Object position labeling entries
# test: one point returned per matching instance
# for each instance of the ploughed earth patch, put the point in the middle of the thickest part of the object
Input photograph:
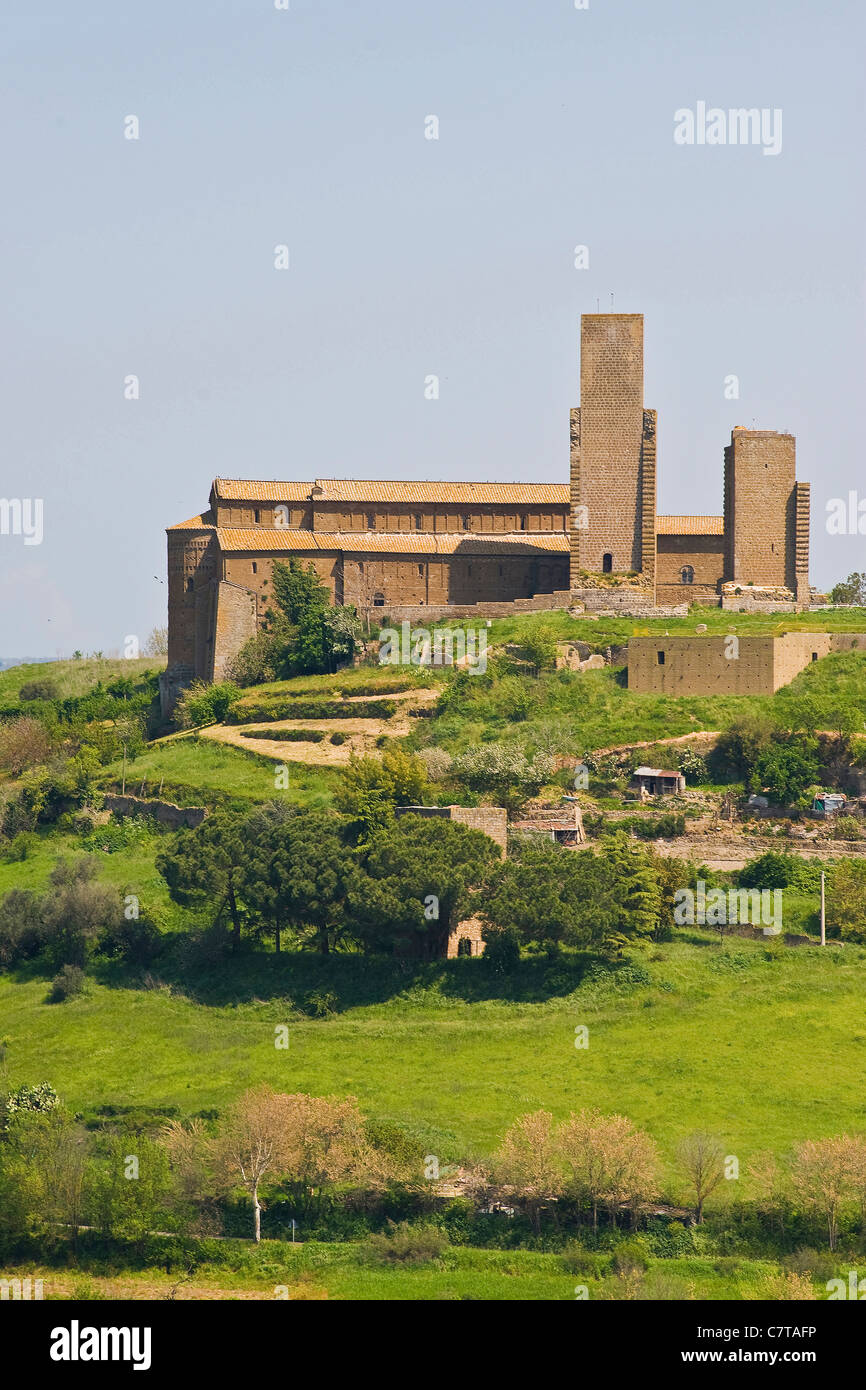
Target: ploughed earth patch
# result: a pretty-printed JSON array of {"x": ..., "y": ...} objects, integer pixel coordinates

### PROBLEM DETAILS
Return every line of the data above without any change, leaving out the pictures.

### OUTPUT FOR THIS TASK
# test: one point returned per matching instance
# for each instance of the ploughed earth patch, put the point in the middle of the thickest part of the object
Input photograph:
Target: ploughed earth patch
# result: a pretty-printed JSON array of {"x": ..., "y": ...} objects, integer pixel coordinates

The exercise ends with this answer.